DOCUMENT PASSAGE

** begin **

The following is the code responsible for actually arranging the rows. I'm not very happy with it, particularly the number of arrays that need to be constructed. Any improvements to readability/performance/effectiveness would be much appreciated.

/// <remarks>
/// A two dimentional array, or table, can be represented by a single dimentional table
/// where the data for position (x, y) is stored at index x + table_width * y. If the
/// table is read-only then the multiplication can be replaced with an index lookup
/// allowing identical portions of the table to be overlapped thus (depending on the
/// data) reducing the memory footprint of the table.
/// 
/// The purpose of this class is to take a bunch of rows and try to find an arrangement
/// with a good approximation of the minimal space required. Finding the optimal solution
/// reduces to the "Traveling Sailsman Problem", so a good approximation is sufficient.
/// 
/// This particular algorithm is intended to work with the characteristics of the sparse
/// state transition tables of the lexer/parser and will probably perform very poorly
/// for other cases.
/// 
/// Algorithm Overview:
///
/// * If two fragments with the same content are encountered, they are combined with
///   identical offsets.
///
/// * Each fragment gets two tags, one for each end. all start tags are put into one list
///   and all end tags in another.
///
/// * Sort both lists first by "end value" (the very first value for a start tag and the
///   very last value for an end tag) and second by "end length" (the number of
///   consecutive times "end value" appears) in descending order.
///
/// * Make a single pass over both lists at the same time, combining distinct fragments
///   with the longest sequence of an identical value.
///
/// * All remaining fragments are appended end to end.
/// </remarks>
[DebuggerDisplay("Count = {Count}")]
internal sealed class TableFragment : IList<int>, ICollection
{
    public TableFragment(int[] values, int state)
        : this(values, new int[] { state }, new int[] { 0 }, 0) { }

    public TableFragment(int[] values, int state, int skip)
        : this(values, new int[] { state }, new int[] { -skip }, skip) { }

    TableFragment(int[] values, int[] states, int[] offsets, int skip)
    {
        this._skip = skip;
        this._values = values;
        this._states = states;
        this._offsets = offsets;
    }

    /// <summary>
    /// Attempt to combine multiple TableFragments into a single fragment.
    /// </summary>
    /// <remarks>
    /// This method attempts to minimise the total length of the result by adjusting the
    /// offsets so that identical portions overlap.
    /// </remarks>
    public static TableFragment Combine(IList<TableFragment> fragments)

** end **

According to the code comments on table arrangement, why can identical portions of a read-only table be overlapped? Answer in one to three sentences. Work from the code comments on table arrangement alone.

Outline records
** begin **

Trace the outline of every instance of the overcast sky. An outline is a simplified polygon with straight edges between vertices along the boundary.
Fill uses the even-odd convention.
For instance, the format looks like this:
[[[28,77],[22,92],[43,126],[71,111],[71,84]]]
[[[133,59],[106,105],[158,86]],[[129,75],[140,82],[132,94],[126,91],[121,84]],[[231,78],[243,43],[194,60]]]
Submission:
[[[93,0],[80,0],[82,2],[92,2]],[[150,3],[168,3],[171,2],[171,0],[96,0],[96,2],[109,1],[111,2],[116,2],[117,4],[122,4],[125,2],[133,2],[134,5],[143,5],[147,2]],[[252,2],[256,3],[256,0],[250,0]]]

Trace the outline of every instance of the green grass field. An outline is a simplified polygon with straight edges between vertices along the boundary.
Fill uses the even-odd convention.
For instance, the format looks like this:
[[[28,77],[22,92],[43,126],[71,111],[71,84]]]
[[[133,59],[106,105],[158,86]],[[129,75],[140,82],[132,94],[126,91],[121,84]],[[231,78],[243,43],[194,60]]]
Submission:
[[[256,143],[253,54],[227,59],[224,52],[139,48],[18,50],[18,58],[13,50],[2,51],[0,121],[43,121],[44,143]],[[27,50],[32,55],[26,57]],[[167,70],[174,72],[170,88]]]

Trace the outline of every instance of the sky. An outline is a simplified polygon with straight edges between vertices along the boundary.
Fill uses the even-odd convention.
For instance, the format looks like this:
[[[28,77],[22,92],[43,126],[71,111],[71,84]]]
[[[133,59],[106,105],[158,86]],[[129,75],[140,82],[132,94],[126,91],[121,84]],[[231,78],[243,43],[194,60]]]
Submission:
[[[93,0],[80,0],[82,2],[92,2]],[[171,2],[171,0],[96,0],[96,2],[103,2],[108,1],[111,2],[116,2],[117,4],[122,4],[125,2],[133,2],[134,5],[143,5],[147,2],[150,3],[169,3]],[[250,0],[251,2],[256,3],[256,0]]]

** end **

RESULT FOR THIS TASK
A two-dimensional table can be stored as a one-dimensional one, with the data for position (x, y) at index x + table_width * y. If the table is read-only, the multiplication can be replaced with an index lookup, which allows identical portions to overlap. Depending on the data, this reduces the table's memory footprint.